Task requirements:
In the forum thread about NFPA mailings, how often does Wayne say he gets renewal notices?

# NFPA thinks I'm stupid???



## chris kennedy (Nov 19, 2013)

Note the following alert and tell me how it reads to you. Does it say;

Dear Mr. Kennedy

 Our records indicate you have ordered both the NEC and NECHB every code cycle dating back to 2002. We see you have received two copies of the 2014 NEC yet you did not pre-order the 2014 NECHB and would like to extend to you a risk free offer to try the 2014 NECHB.

Sincerely,

Your friends at the NFPA.

Or does it read;

Hey Genius,

 In our opinion your reading compression skills are not adequate to fully comprehend the NEC so we feel it would be best for all parties concerned if you also purchase the NECHB. You probably still won't understand the code requirements but there are lots of shiny illustrations to keep you fascinated for hours.

Sincerely,

The tree killers.

Well, jokes on them, I'm staying at a Holiday Inn Express tonight so when I wake up tomorrow I won't need any of their stinkin publications.


----------



## mark handler (Nov 20, 2013)

Thet are trying to upsell... high profits with ecodes.


----------



## RJJ (Nov 20, 2013)

They send me two copies of the Catalog every few weeks. It contains all the same info and I have tried to explain I don't need two catalogs every time they mail. So they go in the recycle bin. I give up. I also did not renew my membership. Can't wait to see how many letters will be sent on that one.


----------



## mark handler (Nov 20, 2013)

I also did not renew my membership over ten years ago and still receive upwards of four renewal notices a year....


----------



## Wayne (Nov 20, 2013)

Re: NFPA thinks I'm stupid???



			
				mark handler said:
			
		

> I also did not renew my membership over ten years ago and still receive upwards of four renewal notices a year....


I've got you beat. I get renewal notices weekly and two catalogs a week. What a waste.


----------



## mark handler (Nov 20, 2013)

Wayne said:
			
		

> I've got you beat. I get renewal notices weekly and two catalogs a week. What a waste.

(Labeling and segmentation records)
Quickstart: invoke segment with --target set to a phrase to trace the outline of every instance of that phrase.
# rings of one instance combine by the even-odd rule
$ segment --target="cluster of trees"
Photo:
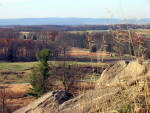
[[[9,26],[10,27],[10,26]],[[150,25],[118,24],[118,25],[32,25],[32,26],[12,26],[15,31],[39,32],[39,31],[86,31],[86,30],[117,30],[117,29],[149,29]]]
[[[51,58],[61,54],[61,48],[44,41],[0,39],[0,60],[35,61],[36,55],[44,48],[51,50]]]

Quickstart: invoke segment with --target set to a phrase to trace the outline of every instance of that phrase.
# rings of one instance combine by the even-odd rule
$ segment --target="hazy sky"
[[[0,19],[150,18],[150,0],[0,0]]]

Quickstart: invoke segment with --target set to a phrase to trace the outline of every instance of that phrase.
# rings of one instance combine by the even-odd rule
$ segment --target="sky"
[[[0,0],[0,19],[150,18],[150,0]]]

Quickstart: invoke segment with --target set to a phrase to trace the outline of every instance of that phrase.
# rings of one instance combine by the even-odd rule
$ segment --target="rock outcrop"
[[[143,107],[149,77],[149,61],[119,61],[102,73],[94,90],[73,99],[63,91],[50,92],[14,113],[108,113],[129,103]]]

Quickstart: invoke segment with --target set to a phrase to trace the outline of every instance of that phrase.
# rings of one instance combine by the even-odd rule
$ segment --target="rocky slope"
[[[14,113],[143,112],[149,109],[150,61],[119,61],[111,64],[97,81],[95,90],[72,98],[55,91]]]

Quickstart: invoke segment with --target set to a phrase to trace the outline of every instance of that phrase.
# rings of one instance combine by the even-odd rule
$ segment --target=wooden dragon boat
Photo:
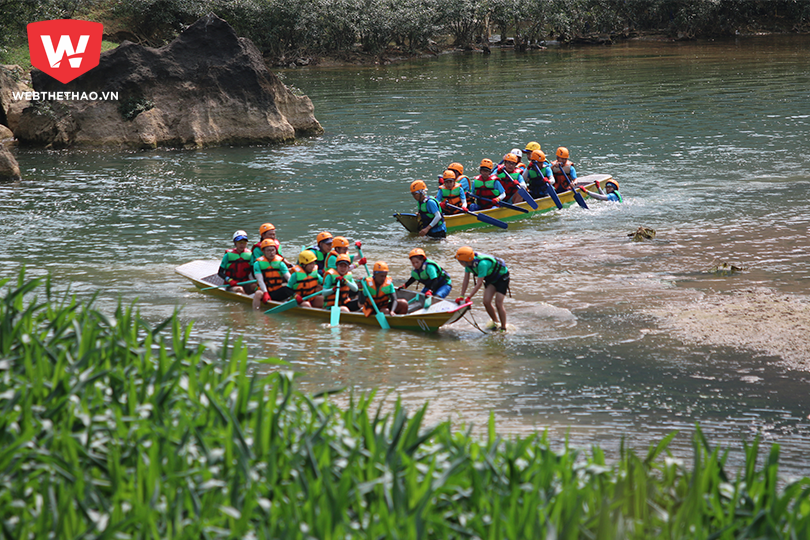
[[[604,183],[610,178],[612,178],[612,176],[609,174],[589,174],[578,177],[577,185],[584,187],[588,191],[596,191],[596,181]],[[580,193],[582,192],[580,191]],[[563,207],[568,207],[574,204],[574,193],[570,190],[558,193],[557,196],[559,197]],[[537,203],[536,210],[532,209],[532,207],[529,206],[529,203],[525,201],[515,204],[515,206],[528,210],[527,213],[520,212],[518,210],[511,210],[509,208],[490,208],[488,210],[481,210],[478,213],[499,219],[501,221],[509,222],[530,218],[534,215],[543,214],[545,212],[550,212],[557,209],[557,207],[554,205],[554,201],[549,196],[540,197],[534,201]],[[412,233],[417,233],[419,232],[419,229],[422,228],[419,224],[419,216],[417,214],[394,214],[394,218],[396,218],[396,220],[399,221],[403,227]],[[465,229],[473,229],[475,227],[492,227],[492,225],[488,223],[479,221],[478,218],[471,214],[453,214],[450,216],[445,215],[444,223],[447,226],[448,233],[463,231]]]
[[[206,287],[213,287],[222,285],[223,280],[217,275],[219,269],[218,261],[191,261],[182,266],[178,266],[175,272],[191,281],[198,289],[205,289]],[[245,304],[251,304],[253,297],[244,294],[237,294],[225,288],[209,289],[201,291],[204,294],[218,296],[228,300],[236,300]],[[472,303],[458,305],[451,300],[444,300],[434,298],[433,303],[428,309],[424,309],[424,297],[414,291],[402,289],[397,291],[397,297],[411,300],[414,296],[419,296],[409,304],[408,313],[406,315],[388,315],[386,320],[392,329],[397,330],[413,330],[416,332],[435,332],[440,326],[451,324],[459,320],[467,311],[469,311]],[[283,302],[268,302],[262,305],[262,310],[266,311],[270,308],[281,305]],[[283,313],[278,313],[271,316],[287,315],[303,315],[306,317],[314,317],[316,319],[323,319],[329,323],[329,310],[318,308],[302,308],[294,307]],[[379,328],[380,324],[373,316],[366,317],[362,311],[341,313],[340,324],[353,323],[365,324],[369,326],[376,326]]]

The response:
Weekly.